• **Yapılacak İşler**
1. Yeni siyaset düzeni üzerine yazıya göre iktidar ülkeyi neden yasalar yerine kanun hükmünde kararnamelerle yönetiyor? Bir ile üç cümle arasında açıklayın.
2. Yeni siyaset düzeni üzerine yazının “Türkiye artık yasalarla” sözlerinden başlayıp “bu düzeni getirdiler.” sözleri de dahil olmak üzere bu sözlere kadar olan kısmını aynen kopyalayın.

• **Sayfadan Alıntı**

Sevgili okurlarım, Türkiye’de yeni bir siyaset düzeni kuruldu. Cumhuriyet döneminde alışık olduğumuz kavramların pek çoğu bu düzende yok edildi.
Örneğin Meclis artık yok.
Var ama yok.
En önemli fonksiyonları elinden alındı. Çıkarılan yeni içtüzükle birlikte muhalefetin soru sorması, iktidarı denetleme görevi kısıtlandı.
Türkiye artık yasalarla değil, OHAL kararnameleriyle yönetiliyor.
Yasa çıkarmak, bu iktidara sorarsanız uzun ve zahmetli iş!
Tasarı hazırlayacaksın, Meclis’te komisyonlarda görüşülecek, muhalefet partileri eleştirecek, devreye kamuoyu girecek, sonra konu Genel Kurul toplantılarında ele alınacak falan filan!...
Bu kadar zahmete ne gerek var!
Hazırlarsın birkaç satırlık kanun hükmünde kararnameyi, cumhurbaşkanı ile başbakan imzalar, oldu da bitti maşallah! İster asarsın ister kesersin.
En kritik konularda çıkarılan kararnameler Resmi Gazete’de yayınlanır, çoğu zaman kimsenin ruhu bile duymaz.

* * *

Evet, Türkiye’de yeni bir siyaset düzeni kuruldu.
Bunun adı tek adam rejimi.
Tepede bir cumhurbaşkanı var.
O aynı zamanda AKP Genel Başkanı. Allem ettiler kalem ettiler ve bu düzeni getirdiler.
Ağzından çıkan her sözcük kanundur.

• **Ham Veri**

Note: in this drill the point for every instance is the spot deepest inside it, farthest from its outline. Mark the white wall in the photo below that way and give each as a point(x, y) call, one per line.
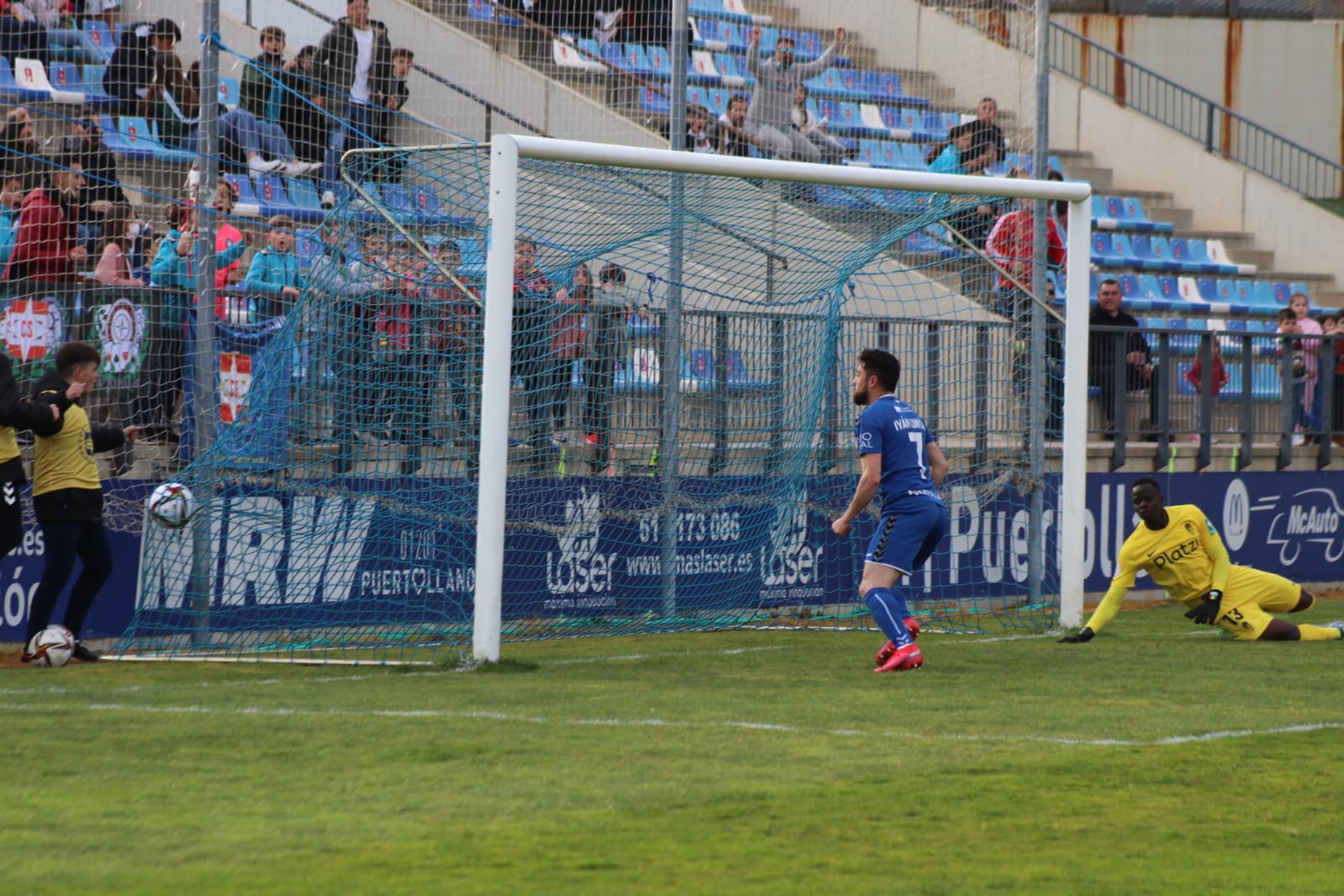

• **Verilen Yanıtlar**
1. İktidarın gözünde yasa çıkarmak uzun ve zahmetli bir iştir. Tasarı hazırlanır, Meclis komisyonlarında görüşülür, muhalefet partileri eleştirir, kamuoyu devreye girer ve konu Genel Kurul'da ele alınır. Kanun hükmünde kararname ise birkaç satırla hazırlanır, cumhurbaşkanı ile başbakan imzalar ve iş hemen biter.

2.
Türkiye artık yasalarla değil, OHAL kararnameleriyle yönetiliyor.
Yasa çıkarmak, bu iktidara sorarsanız uzun ve zahmetli iş!
Tasarı hazırlayacaksın, Meclis’te komisyonlarda görüşülecek, muhalefet partileri eleştirecek, devreye kamuoyu girecek, sonra konu Genel Kurul toplantılarında ele alınacak falan filan!...
Bu kadar zahmete ne gerek var!
Hazırlarsın birkaç satırlık kanun hükmünde kararnameyi, cumhurbaşkanı ile başbakan imzalar, oldu da bitti maşallah! İster asarsın ister kesersin.
En kritik konularda çıkarılan kararnameler Resmi Gazete’de yayınlanır, çoğu zaman kimsenin ruhu bile duymaz.

* * *

Evet, Türkiye’de yeni bir siyaset düzeni kuruldu.
Bunun adı tek adam rejimi.
Tepede bir cumhurbaşkanı var.
O aynı zamanda AKP Genel Başkanı. Allem ettiler kalem ettiler ve bu düzeni getirdiler.